**Excerpted records**
--
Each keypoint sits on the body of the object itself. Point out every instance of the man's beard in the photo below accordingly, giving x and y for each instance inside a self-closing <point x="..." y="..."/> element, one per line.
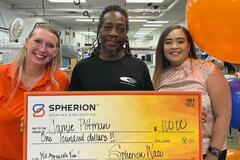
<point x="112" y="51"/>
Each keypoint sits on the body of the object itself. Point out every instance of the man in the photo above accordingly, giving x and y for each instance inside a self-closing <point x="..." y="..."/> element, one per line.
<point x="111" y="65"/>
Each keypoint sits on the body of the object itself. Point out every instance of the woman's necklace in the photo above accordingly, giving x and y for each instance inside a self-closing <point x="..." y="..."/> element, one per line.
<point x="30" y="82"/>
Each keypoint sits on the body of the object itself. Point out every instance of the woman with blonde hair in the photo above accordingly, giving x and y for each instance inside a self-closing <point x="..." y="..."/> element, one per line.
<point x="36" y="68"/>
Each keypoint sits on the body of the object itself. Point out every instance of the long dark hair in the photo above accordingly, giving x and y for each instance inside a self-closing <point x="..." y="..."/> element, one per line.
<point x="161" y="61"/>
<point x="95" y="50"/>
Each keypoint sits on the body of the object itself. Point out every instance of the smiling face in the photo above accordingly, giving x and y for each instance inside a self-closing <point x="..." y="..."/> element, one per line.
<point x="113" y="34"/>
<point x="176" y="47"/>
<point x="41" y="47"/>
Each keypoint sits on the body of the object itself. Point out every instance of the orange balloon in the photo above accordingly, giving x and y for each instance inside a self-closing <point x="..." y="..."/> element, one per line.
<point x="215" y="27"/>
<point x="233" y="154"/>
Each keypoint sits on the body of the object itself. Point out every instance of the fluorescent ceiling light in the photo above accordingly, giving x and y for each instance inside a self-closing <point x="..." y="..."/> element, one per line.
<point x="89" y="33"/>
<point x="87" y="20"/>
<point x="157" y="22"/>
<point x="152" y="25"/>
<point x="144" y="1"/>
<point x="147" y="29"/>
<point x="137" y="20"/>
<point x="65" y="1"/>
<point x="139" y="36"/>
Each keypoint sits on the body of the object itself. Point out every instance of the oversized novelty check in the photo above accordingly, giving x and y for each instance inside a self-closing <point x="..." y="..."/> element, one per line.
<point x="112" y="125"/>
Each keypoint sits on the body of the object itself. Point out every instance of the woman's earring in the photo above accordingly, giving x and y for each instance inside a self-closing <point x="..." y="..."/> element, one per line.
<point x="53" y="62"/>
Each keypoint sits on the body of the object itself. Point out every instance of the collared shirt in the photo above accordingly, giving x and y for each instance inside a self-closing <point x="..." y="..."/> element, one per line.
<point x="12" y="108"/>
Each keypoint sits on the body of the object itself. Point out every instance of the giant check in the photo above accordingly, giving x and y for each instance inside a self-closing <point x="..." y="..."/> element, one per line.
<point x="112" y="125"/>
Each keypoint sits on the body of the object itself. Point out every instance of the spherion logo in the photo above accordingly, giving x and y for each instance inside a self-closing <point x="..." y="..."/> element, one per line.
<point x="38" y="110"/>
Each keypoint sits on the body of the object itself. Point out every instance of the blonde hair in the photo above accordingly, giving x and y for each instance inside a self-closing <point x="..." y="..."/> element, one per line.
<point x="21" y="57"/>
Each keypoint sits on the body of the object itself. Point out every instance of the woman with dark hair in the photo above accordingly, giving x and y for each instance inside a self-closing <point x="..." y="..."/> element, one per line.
--
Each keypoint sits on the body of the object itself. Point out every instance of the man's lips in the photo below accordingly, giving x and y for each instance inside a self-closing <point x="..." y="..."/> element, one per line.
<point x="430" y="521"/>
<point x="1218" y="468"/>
--
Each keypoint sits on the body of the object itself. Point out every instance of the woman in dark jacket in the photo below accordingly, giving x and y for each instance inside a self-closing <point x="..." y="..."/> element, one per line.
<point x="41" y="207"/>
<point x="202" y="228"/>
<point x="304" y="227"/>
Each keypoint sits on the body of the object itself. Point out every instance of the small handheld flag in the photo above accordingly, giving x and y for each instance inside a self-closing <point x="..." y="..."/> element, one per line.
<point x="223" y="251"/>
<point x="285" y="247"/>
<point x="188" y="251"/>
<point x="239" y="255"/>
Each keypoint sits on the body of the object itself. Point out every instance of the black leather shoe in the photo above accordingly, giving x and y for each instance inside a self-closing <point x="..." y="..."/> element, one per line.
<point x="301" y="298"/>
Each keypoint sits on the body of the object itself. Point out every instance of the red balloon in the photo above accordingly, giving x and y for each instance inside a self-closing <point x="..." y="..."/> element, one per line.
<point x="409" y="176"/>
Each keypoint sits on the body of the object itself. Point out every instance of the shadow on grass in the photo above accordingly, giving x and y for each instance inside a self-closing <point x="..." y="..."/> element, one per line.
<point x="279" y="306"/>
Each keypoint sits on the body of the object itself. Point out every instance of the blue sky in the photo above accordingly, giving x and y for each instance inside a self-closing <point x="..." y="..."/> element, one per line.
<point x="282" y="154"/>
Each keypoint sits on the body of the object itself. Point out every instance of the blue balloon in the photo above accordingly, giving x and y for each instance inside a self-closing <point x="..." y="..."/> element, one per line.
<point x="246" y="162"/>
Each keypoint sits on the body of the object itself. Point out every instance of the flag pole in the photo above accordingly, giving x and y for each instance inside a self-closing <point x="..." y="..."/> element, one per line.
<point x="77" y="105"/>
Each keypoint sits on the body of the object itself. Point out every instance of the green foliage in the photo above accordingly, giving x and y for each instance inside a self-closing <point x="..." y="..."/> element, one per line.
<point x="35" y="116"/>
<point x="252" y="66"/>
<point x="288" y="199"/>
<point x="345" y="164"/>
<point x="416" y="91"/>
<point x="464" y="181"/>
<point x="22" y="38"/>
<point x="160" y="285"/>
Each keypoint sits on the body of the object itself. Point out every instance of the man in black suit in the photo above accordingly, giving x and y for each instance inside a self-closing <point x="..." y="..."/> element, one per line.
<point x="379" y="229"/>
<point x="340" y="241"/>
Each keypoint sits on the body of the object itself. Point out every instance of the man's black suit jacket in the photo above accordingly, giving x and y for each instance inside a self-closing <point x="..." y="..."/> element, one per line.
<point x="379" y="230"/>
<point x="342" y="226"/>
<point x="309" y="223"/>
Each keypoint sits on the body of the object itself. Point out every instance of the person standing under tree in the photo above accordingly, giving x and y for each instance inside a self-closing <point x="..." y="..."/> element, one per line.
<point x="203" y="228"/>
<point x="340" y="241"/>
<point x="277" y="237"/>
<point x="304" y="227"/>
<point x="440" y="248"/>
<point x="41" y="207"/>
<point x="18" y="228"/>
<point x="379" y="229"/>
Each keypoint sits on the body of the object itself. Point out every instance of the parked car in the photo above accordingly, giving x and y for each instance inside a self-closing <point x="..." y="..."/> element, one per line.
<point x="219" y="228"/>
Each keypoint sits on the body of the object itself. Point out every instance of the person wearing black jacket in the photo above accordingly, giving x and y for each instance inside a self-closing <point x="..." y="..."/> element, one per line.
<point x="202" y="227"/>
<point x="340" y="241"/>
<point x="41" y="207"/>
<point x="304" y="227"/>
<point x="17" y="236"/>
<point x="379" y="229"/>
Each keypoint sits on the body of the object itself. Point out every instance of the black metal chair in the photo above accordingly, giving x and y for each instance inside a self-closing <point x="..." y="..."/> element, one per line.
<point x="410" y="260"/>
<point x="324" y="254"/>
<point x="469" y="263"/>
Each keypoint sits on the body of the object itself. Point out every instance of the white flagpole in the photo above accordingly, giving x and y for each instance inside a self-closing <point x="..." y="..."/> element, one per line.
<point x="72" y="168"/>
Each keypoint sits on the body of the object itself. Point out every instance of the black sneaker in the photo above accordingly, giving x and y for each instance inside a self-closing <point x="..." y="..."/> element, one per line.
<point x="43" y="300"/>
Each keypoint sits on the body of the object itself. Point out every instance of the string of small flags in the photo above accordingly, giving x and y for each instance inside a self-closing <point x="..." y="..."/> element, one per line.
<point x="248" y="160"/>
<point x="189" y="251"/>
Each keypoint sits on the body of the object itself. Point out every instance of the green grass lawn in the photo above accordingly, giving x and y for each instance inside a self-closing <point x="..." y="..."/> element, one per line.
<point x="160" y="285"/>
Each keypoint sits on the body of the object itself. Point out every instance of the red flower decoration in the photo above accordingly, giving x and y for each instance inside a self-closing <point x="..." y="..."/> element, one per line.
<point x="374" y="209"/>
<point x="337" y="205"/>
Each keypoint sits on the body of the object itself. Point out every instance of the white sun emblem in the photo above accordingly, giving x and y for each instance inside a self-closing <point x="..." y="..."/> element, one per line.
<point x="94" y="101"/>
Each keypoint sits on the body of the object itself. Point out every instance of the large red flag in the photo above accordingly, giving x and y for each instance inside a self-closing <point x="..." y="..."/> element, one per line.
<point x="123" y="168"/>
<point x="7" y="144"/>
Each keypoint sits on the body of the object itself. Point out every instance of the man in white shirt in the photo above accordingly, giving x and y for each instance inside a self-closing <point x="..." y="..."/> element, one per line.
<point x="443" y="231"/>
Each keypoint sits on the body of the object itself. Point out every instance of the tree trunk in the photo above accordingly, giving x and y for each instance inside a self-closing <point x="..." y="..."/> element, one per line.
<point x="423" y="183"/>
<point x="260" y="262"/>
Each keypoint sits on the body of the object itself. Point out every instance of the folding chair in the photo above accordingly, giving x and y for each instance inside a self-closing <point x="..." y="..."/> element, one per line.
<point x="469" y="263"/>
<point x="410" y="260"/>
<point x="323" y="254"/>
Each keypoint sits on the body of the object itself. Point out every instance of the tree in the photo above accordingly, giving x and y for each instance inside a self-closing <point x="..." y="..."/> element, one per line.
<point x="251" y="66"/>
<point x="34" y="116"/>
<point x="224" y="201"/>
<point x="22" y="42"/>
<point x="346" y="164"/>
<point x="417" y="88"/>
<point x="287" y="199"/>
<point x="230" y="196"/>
--
**The request**
Pull out every line from the items above that contains the word "ceiling", and copy each such line in full.

**Exercise solution**
Each keypoint sits on the body of the object itself. Point out every instance of the fluorescent ceiling light in the photo above accordingly, giving x and y for each instance inside a self-closing <point x="..." y="..."/> element, one per line.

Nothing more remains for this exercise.